— start of INFORMATION GIVEN —

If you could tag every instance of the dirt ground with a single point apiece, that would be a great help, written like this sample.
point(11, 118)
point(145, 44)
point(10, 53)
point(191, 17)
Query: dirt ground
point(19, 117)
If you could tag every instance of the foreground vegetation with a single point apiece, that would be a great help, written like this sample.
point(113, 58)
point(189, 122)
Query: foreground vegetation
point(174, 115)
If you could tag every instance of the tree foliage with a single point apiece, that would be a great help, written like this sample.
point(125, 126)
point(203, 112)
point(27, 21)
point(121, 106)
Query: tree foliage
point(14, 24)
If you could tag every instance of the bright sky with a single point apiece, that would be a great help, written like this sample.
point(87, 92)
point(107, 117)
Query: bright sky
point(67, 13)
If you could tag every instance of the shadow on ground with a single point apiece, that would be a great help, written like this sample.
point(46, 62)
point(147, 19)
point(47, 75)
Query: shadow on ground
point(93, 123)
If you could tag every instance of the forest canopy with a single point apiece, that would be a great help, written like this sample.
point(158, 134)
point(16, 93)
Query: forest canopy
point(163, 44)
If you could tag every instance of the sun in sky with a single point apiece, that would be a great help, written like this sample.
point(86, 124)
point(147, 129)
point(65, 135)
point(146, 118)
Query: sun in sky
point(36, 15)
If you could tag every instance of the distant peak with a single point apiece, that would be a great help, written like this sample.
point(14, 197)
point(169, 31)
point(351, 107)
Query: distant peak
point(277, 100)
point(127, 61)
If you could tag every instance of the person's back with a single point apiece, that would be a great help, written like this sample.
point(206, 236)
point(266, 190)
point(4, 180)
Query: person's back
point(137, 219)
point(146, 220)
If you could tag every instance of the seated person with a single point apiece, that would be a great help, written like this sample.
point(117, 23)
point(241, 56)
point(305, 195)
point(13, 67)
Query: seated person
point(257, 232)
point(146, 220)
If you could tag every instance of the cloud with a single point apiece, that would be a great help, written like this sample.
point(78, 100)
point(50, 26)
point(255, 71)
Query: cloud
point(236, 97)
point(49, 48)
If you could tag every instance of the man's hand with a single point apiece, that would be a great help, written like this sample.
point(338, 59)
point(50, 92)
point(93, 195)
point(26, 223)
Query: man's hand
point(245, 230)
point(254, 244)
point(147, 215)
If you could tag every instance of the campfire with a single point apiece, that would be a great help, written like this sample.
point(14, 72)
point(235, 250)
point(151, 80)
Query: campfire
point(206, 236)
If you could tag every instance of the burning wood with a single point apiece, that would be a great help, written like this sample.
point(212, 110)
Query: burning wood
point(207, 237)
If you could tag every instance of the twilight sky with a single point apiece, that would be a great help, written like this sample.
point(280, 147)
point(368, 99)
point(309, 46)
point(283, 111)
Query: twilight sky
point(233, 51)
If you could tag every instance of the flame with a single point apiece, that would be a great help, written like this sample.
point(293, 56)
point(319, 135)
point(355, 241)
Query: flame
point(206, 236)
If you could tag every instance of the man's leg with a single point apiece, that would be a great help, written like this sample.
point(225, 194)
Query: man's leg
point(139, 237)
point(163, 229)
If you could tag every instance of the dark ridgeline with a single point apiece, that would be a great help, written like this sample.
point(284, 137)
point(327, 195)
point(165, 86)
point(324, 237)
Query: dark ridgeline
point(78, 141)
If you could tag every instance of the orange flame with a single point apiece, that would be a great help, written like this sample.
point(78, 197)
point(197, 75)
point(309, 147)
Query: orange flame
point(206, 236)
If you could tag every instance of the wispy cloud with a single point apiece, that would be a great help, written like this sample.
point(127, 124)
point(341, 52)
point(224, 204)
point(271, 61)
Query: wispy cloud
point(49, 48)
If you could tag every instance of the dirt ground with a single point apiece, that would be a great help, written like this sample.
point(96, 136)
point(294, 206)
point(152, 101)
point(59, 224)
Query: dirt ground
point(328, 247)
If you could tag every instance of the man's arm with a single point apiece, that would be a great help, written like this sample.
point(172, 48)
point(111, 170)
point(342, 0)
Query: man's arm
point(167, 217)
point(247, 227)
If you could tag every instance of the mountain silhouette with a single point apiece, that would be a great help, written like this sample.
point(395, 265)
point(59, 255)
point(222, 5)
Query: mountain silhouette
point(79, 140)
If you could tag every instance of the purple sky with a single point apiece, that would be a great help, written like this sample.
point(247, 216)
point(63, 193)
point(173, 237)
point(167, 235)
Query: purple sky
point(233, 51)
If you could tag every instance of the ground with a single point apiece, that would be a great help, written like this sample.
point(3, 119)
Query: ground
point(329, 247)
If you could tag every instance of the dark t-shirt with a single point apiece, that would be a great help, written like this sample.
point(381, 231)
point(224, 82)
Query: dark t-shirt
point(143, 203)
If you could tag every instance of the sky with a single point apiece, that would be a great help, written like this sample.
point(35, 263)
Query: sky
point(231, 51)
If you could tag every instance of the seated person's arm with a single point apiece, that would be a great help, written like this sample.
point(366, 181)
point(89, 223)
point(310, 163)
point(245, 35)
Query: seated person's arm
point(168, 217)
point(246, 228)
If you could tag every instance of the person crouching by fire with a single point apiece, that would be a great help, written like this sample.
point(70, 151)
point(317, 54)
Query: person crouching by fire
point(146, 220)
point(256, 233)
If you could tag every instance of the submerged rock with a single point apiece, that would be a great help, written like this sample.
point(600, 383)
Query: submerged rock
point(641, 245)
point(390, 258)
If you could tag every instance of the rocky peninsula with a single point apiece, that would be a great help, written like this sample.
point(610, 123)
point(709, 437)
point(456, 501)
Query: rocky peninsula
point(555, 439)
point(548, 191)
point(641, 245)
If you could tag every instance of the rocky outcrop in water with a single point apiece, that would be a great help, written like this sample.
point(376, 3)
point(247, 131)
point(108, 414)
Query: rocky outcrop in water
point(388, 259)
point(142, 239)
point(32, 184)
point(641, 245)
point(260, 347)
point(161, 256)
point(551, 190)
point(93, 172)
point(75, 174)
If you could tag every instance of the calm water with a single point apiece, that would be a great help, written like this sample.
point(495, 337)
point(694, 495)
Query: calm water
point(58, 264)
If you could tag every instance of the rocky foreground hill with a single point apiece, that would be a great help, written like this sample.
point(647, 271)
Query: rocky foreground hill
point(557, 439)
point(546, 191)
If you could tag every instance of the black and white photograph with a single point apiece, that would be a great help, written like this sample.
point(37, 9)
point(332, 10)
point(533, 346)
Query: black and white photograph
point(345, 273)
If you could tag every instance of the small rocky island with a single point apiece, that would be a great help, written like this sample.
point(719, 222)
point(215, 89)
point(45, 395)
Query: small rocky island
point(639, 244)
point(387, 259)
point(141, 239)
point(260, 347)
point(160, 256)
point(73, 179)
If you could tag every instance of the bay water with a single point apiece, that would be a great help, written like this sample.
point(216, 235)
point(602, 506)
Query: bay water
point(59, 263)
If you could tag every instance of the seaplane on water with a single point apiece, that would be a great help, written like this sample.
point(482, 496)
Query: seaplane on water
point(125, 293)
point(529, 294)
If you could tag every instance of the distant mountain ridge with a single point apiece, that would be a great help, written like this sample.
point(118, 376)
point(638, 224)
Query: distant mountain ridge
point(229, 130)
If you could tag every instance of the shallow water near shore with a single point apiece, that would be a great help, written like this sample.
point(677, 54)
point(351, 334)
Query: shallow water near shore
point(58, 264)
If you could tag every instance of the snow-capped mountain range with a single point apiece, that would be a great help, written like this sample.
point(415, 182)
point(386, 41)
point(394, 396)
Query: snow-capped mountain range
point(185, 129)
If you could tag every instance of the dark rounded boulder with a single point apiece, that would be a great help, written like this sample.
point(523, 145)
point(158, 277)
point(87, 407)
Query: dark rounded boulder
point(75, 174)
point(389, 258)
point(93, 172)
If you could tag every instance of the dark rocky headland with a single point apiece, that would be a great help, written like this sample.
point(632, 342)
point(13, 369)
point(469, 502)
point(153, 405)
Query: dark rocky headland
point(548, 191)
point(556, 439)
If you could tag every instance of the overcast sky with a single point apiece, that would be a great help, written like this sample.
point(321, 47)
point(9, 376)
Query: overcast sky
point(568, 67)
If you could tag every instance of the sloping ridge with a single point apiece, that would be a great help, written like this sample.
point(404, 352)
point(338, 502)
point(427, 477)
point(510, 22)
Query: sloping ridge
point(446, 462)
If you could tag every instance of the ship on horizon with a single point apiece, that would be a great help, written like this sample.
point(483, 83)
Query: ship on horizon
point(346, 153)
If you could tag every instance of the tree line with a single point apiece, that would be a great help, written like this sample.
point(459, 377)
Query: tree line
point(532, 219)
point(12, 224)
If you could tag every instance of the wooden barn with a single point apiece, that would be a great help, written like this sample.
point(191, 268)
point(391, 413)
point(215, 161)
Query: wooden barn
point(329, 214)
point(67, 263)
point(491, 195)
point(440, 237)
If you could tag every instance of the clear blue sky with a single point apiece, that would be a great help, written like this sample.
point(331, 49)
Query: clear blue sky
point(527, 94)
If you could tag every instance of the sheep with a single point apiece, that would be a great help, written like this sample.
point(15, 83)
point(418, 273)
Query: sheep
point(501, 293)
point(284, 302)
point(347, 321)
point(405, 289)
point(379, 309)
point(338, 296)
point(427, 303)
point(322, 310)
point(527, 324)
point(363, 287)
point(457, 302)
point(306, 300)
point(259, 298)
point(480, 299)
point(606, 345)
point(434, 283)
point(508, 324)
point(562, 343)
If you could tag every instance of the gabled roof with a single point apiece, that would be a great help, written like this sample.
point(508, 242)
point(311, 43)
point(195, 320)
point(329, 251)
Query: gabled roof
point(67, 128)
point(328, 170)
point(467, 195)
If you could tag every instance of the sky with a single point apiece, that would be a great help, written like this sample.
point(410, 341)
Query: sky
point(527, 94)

— end of INFORMATION GIVEN —

▸ **WORK TO COMPLETE**
Write out again, unchanged, the lines of the entries starting at the line containing "If you could tag every instance of the sheep" and ending at the line containing "point(427, 303)", with both of those lines included.

▸ **TASK RESULT**
If you could tag every instance of the sheep with a single point apiece, that would be a great help, written like this sample.
point(15, 83)
point(418, 273)
Query: sheep
point(501, 293)
point(284, 302)
point(347, 321)
point(405, 289)
point(379, 309)
point(338, 296)
point(427, 303)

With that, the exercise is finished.